[Coordinate labeling data]
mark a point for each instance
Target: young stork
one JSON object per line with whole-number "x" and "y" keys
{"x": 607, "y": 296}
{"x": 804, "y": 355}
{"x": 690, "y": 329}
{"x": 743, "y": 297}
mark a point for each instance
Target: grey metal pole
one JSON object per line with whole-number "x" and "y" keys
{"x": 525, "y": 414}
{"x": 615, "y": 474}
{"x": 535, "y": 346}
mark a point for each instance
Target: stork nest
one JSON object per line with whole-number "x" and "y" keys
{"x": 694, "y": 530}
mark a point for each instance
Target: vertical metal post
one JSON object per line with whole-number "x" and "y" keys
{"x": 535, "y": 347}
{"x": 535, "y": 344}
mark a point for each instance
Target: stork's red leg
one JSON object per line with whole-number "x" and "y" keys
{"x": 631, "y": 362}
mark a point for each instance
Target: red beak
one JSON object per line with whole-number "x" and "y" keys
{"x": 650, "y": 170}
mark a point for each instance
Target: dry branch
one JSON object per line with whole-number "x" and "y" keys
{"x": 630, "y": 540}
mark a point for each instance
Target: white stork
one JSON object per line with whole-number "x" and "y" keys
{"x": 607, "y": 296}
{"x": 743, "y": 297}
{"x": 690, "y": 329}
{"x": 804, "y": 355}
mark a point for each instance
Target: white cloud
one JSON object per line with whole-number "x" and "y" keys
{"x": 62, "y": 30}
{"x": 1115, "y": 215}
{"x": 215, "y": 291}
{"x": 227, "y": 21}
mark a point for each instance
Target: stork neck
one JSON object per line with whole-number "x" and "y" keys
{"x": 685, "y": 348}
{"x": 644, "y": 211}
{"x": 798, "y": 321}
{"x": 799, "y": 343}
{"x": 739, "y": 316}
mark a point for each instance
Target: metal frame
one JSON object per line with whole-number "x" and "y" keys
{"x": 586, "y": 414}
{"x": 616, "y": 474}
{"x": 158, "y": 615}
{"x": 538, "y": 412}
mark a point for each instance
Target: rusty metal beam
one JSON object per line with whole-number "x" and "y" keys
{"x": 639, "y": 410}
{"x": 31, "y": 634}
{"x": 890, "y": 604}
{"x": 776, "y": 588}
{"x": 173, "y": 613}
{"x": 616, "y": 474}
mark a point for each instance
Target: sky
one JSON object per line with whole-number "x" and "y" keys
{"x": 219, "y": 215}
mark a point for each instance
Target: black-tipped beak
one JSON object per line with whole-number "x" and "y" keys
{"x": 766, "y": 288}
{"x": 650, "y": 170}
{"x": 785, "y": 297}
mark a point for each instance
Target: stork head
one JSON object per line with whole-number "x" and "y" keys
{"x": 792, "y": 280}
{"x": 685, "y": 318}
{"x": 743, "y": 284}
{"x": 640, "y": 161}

==

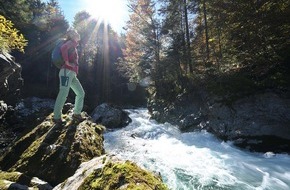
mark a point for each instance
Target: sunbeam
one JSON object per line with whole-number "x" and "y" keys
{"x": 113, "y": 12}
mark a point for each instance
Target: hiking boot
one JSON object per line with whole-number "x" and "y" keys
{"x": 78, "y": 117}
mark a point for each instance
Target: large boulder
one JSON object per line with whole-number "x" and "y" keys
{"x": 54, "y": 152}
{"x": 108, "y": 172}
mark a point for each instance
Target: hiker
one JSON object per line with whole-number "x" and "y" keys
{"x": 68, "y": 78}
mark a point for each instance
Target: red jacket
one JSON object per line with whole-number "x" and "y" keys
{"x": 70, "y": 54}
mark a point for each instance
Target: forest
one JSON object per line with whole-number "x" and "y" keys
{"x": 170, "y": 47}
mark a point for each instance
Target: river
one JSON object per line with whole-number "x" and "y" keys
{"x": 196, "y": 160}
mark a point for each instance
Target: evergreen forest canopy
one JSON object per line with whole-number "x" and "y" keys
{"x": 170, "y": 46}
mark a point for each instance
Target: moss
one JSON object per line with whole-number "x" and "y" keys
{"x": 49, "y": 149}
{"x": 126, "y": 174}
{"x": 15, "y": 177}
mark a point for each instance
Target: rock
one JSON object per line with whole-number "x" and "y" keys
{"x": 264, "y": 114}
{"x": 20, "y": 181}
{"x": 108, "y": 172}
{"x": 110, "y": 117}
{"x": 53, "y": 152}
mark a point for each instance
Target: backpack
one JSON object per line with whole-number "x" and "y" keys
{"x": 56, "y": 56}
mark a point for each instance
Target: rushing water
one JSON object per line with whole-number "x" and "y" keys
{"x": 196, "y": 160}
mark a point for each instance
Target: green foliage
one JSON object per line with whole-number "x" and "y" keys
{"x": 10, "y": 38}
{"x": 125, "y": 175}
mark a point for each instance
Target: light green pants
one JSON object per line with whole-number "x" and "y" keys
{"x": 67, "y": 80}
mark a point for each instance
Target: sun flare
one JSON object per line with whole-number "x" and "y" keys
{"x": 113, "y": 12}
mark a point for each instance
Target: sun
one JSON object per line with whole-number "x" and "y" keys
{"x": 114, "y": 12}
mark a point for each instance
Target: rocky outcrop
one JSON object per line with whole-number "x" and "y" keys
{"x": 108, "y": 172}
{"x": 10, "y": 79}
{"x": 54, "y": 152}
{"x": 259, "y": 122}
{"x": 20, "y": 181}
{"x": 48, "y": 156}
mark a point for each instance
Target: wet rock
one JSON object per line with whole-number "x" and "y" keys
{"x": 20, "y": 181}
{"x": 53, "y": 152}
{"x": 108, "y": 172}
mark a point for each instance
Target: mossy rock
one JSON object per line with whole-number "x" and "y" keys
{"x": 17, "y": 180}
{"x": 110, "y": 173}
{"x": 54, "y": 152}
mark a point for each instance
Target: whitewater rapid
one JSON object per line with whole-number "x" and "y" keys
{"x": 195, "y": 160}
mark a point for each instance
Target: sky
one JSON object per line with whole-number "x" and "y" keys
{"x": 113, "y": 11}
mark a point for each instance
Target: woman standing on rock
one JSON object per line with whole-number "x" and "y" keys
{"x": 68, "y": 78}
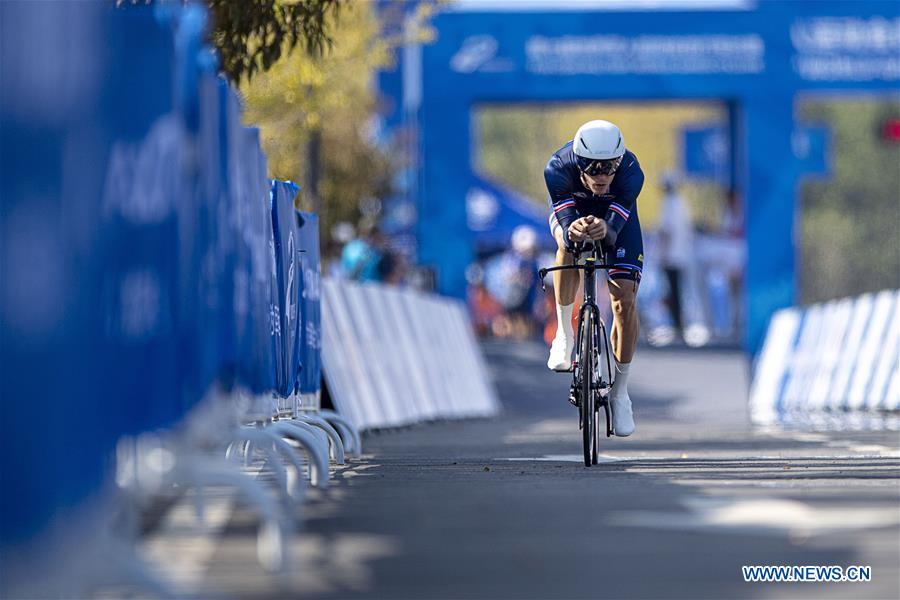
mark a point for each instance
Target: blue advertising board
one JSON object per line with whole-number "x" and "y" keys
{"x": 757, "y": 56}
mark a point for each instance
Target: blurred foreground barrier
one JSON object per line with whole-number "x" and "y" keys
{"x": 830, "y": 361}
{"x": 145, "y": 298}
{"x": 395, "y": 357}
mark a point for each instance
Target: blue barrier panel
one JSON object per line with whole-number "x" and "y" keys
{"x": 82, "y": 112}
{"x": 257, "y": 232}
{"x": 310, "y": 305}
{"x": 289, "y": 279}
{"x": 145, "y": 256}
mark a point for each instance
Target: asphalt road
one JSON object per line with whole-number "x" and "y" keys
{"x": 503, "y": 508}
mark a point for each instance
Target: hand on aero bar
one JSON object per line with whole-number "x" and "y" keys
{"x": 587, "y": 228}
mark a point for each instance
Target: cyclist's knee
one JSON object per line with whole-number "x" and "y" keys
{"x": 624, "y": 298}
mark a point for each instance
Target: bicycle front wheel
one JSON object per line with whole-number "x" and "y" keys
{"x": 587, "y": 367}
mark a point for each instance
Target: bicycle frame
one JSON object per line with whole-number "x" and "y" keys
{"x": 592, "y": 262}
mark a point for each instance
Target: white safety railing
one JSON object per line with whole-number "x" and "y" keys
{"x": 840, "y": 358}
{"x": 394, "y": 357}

(DIRECTIONS): How many lines in the listing above contain the string "bicycle"? Reply with the count alone.

(SOLUTION TO THE EXERCISE): 2